The records below are to be returned exactly as written, minus their pictures.

━━━━━━━━━━━━━━━━━━━━

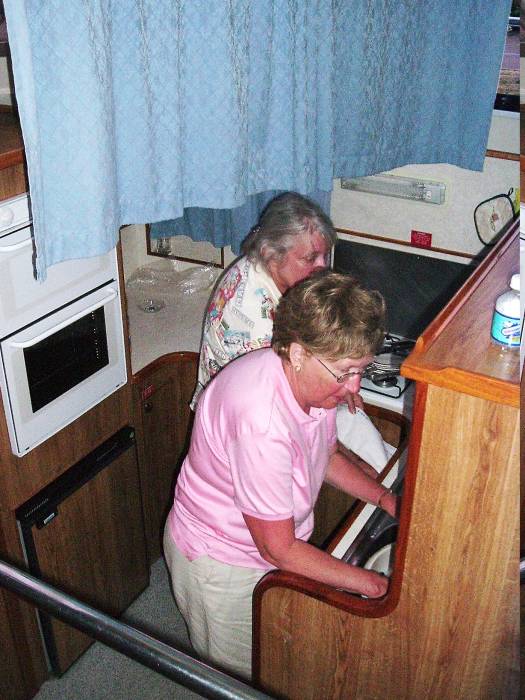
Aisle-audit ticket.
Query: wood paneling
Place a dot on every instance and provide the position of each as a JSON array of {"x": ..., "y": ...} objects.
[
  {"x": 464, "y": 357},
  {"x": 22, "y": 477},
  {"x": 27, "y": 668},
  {"x": 162, "y": 393},
  {"x": 95, "y": 550},
  {"x": 453, "y": 633}
]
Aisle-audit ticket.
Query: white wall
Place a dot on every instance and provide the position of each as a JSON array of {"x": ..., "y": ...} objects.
[
  {"x": 5, "y": 85},
  {"x": 452, "y": 223}
]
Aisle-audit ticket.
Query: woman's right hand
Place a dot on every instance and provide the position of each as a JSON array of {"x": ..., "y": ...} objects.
[{"x": 368, "y": 583}]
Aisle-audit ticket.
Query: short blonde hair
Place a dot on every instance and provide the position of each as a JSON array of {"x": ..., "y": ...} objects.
[{"x": 330, "y": 314}]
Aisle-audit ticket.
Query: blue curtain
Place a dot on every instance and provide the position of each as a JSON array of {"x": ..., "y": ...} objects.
[{"x": 141, "y": 111}]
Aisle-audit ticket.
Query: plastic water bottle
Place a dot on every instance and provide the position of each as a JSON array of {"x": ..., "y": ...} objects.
[{"x": 506, "y": 320}]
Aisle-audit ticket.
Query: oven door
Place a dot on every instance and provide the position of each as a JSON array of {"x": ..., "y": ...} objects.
[{"x": 59, "y": 367}]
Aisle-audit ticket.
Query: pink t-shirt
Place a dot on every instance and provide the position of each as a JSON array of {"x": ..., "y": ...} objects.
[{"x": 253, "y": 450}]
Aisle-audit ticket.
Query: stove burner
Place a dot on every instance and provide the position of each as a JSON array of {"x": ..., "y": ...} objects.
[{"x": 385, "y": 380}]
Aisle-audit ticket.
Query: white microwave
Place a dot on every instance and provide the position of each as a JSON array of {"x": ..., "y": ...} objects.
[{"x": 61, "y": 341}]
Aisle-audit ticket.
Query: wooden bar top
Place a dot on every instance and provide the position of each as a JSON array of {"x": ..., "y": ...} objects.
[{"x": 455, "y": 351}]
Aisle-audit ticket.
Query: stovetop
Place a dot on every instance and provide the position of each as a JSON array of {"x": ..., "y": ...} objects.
[{"x": 382, "y": 376}]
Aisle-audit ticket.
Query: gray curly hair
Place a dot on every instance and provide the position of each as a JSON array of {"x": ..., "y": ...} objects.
[{"x": 285, "y": 217}]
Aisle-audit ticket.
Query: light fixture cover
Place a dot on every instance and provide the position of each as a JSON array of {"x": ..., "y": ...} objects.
[{"x": 396, "y": 186}]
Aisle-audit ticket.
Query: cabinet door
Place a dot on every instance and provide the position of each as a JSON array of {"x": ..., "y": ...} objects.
[
  {"x": 165, "y": 420},
  {"x": 94, "y": 549}
]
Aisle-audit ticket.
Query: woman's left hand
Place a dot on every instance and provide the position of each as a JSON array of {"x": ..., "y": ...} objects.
[{"x": 390, "y": 504}]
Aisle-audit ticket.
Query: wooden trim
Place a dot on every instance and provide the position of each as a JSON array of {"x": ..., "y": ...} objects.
[
  {"x": 349, "y": 602},
  {"x": 502, "y": 155},
  {"x": 195, "y": 261},
  {"x": 489, "y": 388},
  {"x": 13, "y": 157},
  {"x": 406, "y": 244}
]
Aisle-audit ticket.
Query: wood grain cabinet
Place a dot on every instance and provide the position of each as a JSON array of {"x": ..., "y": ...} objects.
[
  {"x": 448, "y": 627},
  {"x": 162, "y": 394},
  {"x": 84, "y": 534}
]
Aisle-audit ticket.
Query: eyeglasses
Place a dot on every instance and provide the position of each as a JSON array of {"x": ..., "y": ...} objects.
[{"x": 342, "y": 378}]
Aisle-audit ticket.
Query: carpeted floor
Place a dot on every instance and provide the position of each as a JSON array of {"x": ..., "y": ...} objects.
[{"x": 103, "y": 673}]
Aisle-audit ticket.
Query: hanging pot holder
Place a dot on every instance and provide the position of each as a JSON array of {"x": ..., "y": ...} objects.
[{"x": 492, "y": 216}]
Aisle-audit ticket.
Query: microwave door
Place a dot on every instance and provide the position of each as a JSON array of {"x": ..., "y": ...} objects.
[{"x": 61, "y": 366}]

━━━━━━━━━━━━━━━━━━━━

◆ Answer to the problem ◆
Aisle-audit ticket.
Query: wood paneling
Place a dot on every instance and provide the position of each as a JSON array of {"x": ..., "y": ...} objects.
[
  {"x": 464, "y": 357},
  {"x": 22, "y": 477},
  {"x": 27, "y": 668},
  {"x": 162, "y": 393},
  {"x": 95, "y": 550},
  {"x": 453, "y": 633}
]
Aisle-audit ticket.
Query: white wall
Place a dot on every instance and provide the position of each as a JSON array of {"x": ..., "y": ...} objects.
[
  {"x": 5, "y": 85},
  {"x": 452, "y": 223}
]
Aisle-audit ticket.
Query: woman's right hand
Place a dot on every instance and provide the position of each as a JSON array of {"x": ..., "y": ...} objects.
[{"x": 368, "y": 583}]
Aisle-audit ticket.
Query: short blonde hair
Place a dot on every instance and provide the position of each as a JSON array of {"x": ..., "y": ...} objects.
[{"x": 330, "y": 314}]
Aisle-audit ticket.
Query: blue curtain
Place a dot on every instance and provide the position of each as a JSON array of {"x": ..., "y": ...} objects.
[{"x": 141, "y": 111}]
Aisle-audit ticket.
Query: plastic water bottle
Place a dot on every instance and provide the position of each as a JSON array of {"x": ..., "y": ...} objects.
[{"x": 506, "y": 320}]
Aisle-audit ticket.
Query: oven door
Place a dot on every instance and provide the position of each as a JSON array of {"x": ..., "y": ...} objects.
[{"x": 59, "y": 367}]
Aisle-audit ticket.
Query: pink t-shirt
Place a dot on every instance and provide the position of each as a JSON array of {"x": ..., "y": ...} objects.
[{"x": 253, "y": 450}]
Aisle-audit ticket.
Query: stove burner
Place a dot on every instance and provide the position of each as a JSON array of {"x": ..., "y": ...} objects.
[{"x": 385, "y": 380}]
Aisle-audit ticket.
Query: white microwave
Place a dot on every instance and provide the position of each as a JSON array of {"x": ..., "y": ...} objects.
[{"x": 61, "y": 341}]
Aisle-audit ticket.
Query: wooden bar top
Place a dot on every instance and provide the position of each as a JSON array of {"x": ..., "y": ...} objects.
[{"x": 455, "y": 351}]
Aisle-audit ticket.
Query: stovetop
Place a dot on every instance and provide the position of each as a JSON array of {"x": ..., "y": ...} objects.
[{"x": 382, "y": 376}]
Aisle-audit ticket.
Query: gray curly hair
Place a dot on every instance and provide the position of each as a JSON array of {"x": ..., "y": ...} objects.
[{"x": 285, "y": 217}]
Aisle-audit ticket.
Query: light fixture cover
Place a dot on every instance and provide the position of each as a JSON array of {"x": ..., "y": ...} objects.
[{"x": 396, "y": 186}]
Aisle-audit ticket.
Query: cabinet door
Place a dot on every instance and provide the position of each as a JSON array of {"x": ..., "y": ...} objects.
[
  {"x": 165, "y": 420},
  {"x": 94, "y": 549}
]
Aisle-audit ticket.
Query: woman's left hand
Place a dot on every instance and provide the position of each as a JSON array of {"x": ..., "y": ...} objects.
[{"x": 390, "y": 504}]
Aisle-audit ticket.
Query: wooden trim
Place a dot on every instance and provide the position of each as a JSON array of {"x": ..., "y": ...} objects.
[
  {"x": 349, "y": 602},
  {"x": 502, "y": 155},
  {"x": 195, "y": 261},
  {"x": 489, "y": 388},
  {"x": 13, "y": 157},
  {"x": 406, "y": 244}
]
Aisle-audit ticket.
Query: wood grain cabinet
Place a dot on every instance and provide the position of each as a JSON array of {"x": ..., "y": ...} objects.
[
  {"x": 448, "y": 627},
  {"x": 162, "y": 394},
  {"x": 84, "y": 534}
]
Aisle-audit ticket.
Query: eyeglasses
Place a dot on every instance and provide the position of each as a JSON array of {"x": ..., "y": ...} objects.
[{"x": 342, "y": 378}]
Aisle-audit ticket.
Query: carpeted floor
Place a dot on every instance and provide the position of each as a JSON array of {"x": ..., "y": ...} objects.
[{"x": 103, "y": 673}]
Aisle-audit ticket.
Query: hanging pot holder
Place a dot on every instance and provide the position of each as a JSON array of {"x": ..., "y": ...} objects.
[{"x": 492, "y": 216}]
Aisle-audit ticket.
Query: microwave door
Place a dot on every instance and provide the position of each as a JSON array of {"x": ..., "y": ...} objects.
[{"x": 61, "y": 366}]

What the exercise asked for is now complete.